*** Records for this task ***
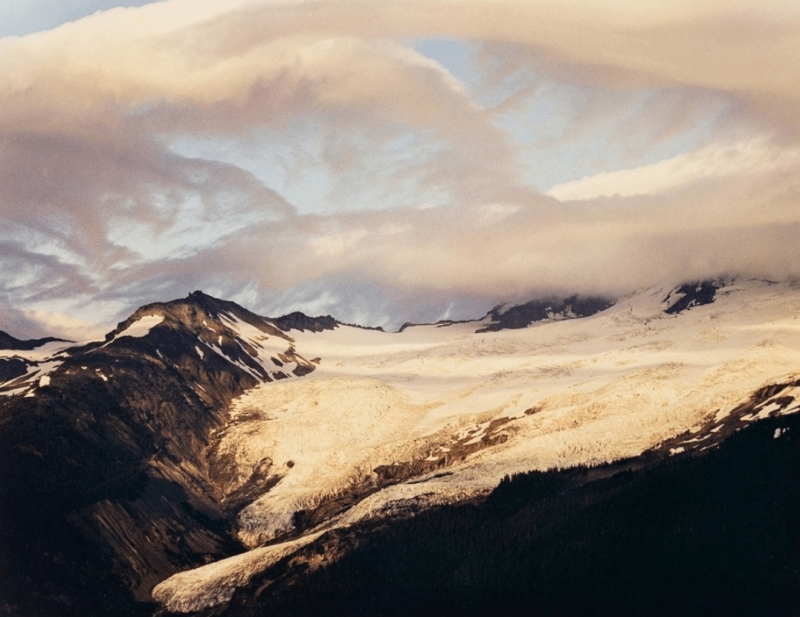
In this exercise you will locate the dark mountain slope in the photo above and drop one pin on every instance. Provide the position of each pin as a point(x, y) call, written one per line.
point(715, 534)
point(104, 489)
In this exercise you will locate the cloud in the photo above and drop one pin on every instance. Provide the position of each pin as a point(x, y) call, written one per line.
point(713, 162)
point(99, 201)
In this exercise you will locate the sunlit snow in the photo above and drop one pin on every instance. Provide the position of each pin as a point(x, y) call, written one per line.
point(559, 393)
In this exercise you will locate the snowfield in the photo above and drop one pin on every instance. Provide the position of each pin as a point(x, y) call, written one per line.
point(453, 411)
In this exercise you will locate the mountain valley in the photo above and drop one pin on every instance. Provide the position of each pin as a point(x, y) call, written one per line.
point(207, 460)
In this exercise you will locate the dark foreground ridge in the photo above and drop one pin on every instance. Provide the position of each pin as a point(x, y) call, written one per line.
point(104, 483)
point(715, 534)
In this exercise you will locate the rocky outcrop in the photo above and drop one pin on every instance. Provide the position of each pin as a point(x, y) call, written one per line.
point(105, 487)
point(523, 315)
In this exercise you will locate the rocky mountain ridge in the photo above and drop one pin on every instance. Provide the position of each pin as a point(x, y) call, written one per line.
point(200, 444)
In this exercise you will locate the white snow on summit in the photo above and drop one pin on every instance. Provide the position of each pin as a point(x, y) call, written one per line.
point(555, 394)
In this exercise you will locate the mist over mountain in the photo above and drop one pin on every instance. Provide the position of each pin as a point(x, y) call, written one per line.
point(575, 455)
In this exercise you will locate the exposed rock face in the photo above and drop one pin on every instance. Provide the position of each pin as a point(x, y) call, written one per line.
point(523, 315)
point(104, 485)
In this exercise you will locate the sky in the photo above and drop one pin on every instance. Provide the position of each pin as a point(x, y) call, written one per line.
point(389, 161)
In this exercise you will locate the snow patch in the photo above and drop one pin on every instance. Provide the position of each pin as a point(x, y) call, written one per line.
point(141, 327)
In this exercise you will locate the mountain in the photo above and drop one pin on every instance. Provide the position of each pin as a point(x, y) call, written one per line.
point(206, 459)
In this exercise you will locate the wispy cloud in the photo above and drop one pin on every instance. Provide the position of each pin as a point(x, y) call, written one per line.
point(101, 197)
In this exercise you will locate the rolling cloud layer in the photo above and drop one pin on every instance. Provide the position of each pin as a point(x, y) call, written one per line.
point(302, 154)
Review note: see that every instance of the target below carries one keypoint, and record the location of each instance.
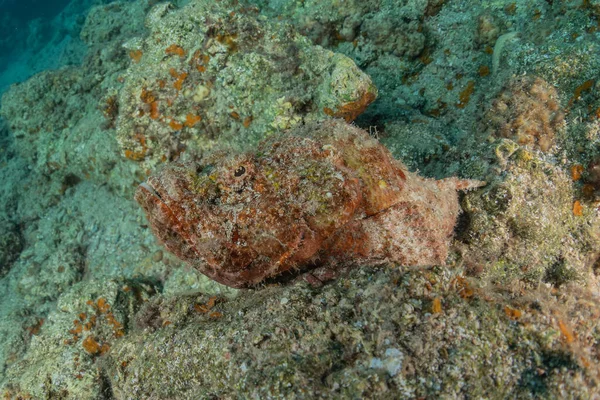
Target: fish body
(325, 194)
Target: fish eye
(241, 170)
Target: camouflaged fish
(324, 195)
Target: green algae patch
(236, 75)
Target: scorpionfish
(320, 196)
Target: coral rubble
(325, 192)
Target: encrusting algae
(323, 194)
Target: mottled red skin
(324, 194)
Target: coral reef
(10, 244)
(94, 308)
(219, 72)
(528, 111)
(325, 193)
(372, 334)
(517, 232)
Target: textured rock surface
(214, 71)
(92, 307)
(373, 334)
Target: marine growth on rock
(319, 195)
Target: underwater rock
(10, 244)
(319, 193)
(528, 111)
(215, 71)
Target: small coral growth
(527, 111)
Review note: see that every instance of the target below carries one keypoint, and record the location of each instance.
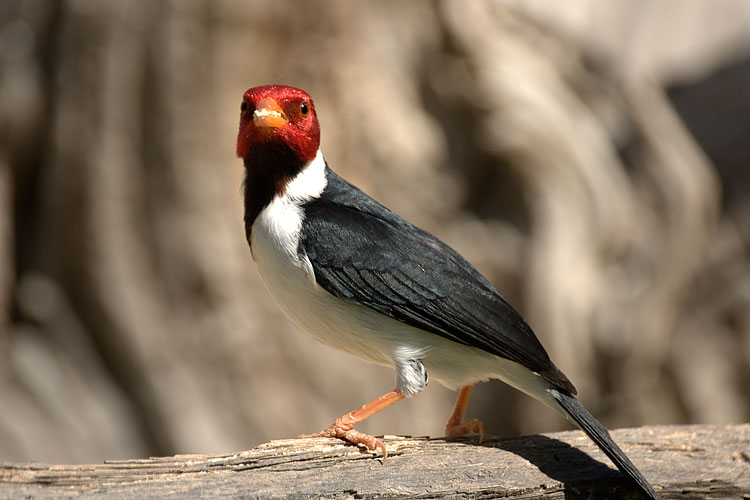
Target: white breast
*** End of Records for this task ***
Without the pictures, repeat every record above exactly as written.

- Output for this task:
In this exercise you will locate the dark mountain slope in the photo above and drop one pin on every instance. Provide the position of each pin as a point(x, y) call, written one per line.
point(715, 534)
point(104, 489)
In this exercise you will locate the cloud in the photo above and drop one pin on every instance. Provide the position of each pin as a point(x, y) call, written one per line.
point(713, 162)
point(99, 201)
In this exercise you will locate the sunlit snow in the photo above and drop one pin on every instance. Provide the position of each pin as a point(x, y) call, written one per line.
point(559, 393)
In this exercise you will locate the snowfield in the photo above and drop one pin on every instance. Provide the position of each pin as a point(x, y) call, written one per line.
point(453, 411)
In this exercise you will locate the mountain valley in the photo above and drop one pin on every instance. Provide the position of each pin as a point(x, y) call, written one per line.
point(207, 460)
In this exercise you will locate the dark foreground ridge in the photo above and drop one pin on every instance. Provide the position of each pin as a point(x, y) call, written one per line.
point(104, 483)
point(715, 534)
In this exercise you will locate the rocky outcrop in the photo above and drop one pin on every instance. Provide the position of each pin as a point(x, y) call, written one per line.
point(105, 487)
point(523, 315)
In this exercise you will locate the rocky mountain ridge in the photo above and drop one pin on every instance. Provide the position of each pin as a point(x, y) call, written one per line.
point(200, 444)
In this exercise you will locate the white snow on summit in the photo above and drop one pin on every instance. Provide the position of each pin as a point(x, y) call, written one per line.
point(555, 394)
In this exercise you will locate the mist over mountain in the photo above and drop one pin on every instance. Provide the position of each pin as a point(x, y) call, written one per line.
point(575, 455)
In this exercise you will locate the exposed rock face in the photo above and drop one pin on every instance. Provide the position of each pin as a point(x, y) call, written one per line.
point(523, 315)
point(104, 485)
In this exercise you will locate the sky in the photo above and drop one pin on every instance. Provide the position of each pin as a point(x, y) call, written one per line.
point(389, 161)
In this exercise you will locate the snow patch in the photo above and drop one pin on every instance. Provide the position of each pin as a point(x, y) call, written one per line.
point(141, 327)
In this exercise you will locate the mountain in the photo above and drop one pin on every instance. Provide the position of each pin as a point(x, y) call, written one per line.
point(206, 459)
In this exercise you will locate the wispy cloud in the photo above and drop one pin on every instance. Provide the position of each pin as a point(x, y) call, written one per line.
point(101, 197)
In this exercise you will locate the rolling cloud layer in the photo above and drop one pin on every instance. Provide the position of each pin as a point(x, y) call, written one per line.
point(302, 154)
Review note: see that every instance of the target below carries one keypoint, and record the location of each instance.
Target: fish body
(325, 194)
Target: fish eye
(241, 170)
Target: camouflaged fish
(324, 195)
Target: green algae patch
(236, 75)
Target: scorpionfish
(320, 196)
Target: coral rubble
(325, 192)
Target: encrusting algae
(323, 194)
Target: mottled red skin
(324, 194)
Target: coral reef
(10, 244)
(94, 308)
(219, 72)
(528, 111)
(325, 193)
(372, 334)
(517, 232)
Target: textured rock surface
(214, 71)
(92, 307)
(373, 334)
Target: marine growth on rock
(319, 195)
Target: underwater rock
(10, 244)
(319, 193)
(528, 111)
(215, 71)
Target: small coral growth
(527, 111)
Review note: see that every instance of the target below carries one keypoint, and record the location of each instance.
Target: white breast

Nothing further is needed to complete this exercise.